→ **DIRECTIONS**: Starting at the line that contains "Where can you spot the power", copy each line through the final one exactly as written.

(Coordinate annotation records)

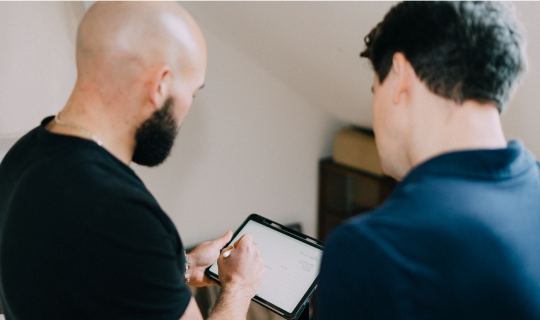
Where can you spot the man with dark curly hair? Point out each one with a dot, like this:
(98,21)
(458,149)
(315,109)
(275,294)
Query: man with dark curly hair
(458,237)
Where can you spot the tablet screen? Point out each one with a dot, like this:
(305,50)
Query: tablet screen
(291,265)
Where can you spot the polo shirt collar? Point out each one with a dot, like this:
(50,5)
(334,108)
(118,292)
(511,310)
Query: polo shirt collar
(492,164)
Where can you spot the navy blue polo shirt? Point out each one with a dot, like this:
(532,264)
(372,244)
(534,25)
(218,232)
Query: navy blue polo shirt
(459,238)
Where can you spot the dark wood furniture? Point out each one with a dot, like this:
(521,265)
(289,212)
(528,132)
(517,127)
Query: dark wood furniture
(345,192)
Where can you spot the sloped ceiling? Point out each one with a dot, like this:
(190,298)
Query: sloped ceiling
(312,46)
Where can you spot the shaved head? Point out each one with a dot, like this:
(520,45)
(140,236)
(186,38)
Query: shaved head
(139,64)
(121,38)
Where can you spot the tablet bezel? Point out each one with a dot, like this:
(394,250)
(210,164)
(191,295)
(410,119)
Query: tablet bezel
(290,233)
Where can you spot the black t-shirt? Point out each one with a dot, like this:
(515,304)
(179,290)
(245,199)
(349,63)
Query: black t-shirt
(82,238)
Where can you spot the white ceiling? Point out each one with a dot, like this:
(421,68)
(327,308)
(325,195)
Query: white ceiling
(312,46)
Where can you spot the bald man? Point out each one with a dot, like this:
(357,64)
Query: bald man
(80,235)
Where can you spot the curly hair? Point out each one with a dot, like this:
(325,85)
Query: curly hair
(461,49)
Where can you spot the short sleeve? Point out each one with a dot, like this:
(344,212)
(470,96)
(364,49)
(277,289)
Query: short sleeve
(127,263)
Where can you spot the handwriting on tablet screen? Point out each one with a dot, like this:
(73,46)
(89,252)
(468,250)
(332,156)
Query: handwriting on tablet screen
(291,265)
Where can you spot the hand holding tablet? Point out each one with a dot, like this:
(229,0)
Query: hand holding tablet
(244,270)
(291,261)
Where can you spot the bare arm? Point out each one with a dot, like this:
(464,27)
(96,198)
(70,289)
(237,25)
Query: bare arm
(192,311)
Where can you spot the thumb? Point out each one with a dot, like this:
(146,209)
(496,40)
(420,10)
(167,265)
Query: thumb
(222,241)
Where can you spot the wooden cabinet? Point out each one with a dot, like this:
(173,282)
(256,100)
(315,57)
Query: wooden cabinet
(345,192)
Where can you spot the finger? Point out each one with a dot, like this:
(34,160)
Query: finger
(246,237)
(229,248)
(223,240)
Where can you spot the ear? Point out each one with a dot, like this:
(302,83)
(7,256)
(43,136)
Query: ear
(160,86)
(404,77)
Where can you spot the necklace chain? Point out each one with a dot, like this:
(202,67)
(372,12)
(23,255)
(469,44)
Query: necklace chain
(86,132)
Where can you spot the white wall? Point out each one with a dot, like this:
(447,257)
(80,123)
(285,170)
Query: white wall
(37,59)
(522,120)
(248,145)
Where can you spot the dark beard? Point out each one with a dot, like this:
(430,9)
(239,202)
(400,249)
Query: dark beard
(155,137)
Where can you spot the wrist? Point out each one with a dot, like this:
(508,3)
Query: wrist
(188,267)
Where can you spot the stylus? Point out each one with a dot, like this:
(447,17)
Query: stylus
(227,253)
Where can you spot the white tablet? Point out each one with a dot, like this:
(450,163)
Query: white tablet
(291,260)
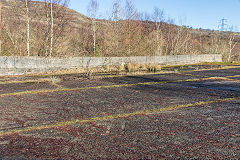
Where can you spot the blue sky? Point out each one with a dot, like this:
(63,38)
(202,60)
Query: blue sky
(196,13)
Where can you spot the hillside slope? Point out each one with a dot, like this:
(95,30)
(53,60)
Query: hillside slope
(73,35)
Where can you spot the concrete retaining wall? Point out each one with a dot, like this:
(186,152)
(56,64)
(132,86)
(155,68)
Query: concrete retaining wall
(22,65)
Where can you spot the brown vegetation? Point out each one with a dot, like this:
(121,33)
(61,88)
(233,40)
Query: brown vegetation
(128,34)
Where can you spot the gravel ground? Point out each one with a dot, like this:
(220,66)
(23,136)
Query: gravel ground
(132,118)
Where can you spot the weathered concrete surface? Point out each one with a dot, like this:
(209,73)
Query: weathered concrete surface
(22,65)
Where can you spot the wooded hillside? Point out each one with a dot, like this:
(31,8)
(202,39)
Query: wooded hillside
(125,33)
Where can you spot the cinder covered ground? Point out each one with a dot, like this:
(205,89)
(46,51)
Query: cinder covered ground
(194,114)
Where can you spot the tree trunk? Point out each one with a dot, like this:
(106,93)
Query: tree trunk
(28,29)
(0,28)
(47,17)
(51,43)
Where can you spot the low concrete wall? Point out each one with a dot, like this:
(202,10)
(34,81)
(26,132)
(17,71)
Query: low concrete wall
(22,65)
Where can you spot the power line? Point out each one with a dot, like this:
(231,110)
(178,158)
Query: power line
(223,24)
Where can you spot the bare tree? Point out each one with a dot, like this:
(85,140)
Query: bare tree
(28,27)
(0,28)
(52,28)
(92,11)
(158,17)
(116,26)
(231,42)
(131,14)
(47,20)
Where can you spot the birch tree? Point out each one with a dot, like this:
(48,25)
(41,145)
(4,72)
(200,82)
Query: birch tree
(52,28)
(116,26)
(47,28)
(131,14)
(28,27)
(158,17)
(231,43)
(92,11)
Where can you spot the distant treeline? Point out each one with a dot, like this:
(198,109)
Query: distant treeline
(49,28)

→ **SOLVED EXERCISE**:
Where can you spot the power line? Point out each one with a dot, like this:
(231,110)
(178,158)
Query: power line
(223,24)
Where can you spot the bare tree? Point out each one with a dot, like this:
(85,140)
Query: bare tree
(28,27)
(0,28)
(52,28)
(92,11)
(158,17)
(116,26)
(231,42)
(131,14)
(47,20)
Where can you spot the birch tree? Point out each one with a dot, like this:
(48,25)
(41,145)
(4,72)
(200,82)
Query: birch tree
(52,28)
(116,26)
(47,28)
(131,14)
(28,27)
(158,17)
(231,43)
(92,11)
Where can you spot the distant treeline? Point out each one with a dot, like this:
(198,109)
Query: distant treeline
(49,28)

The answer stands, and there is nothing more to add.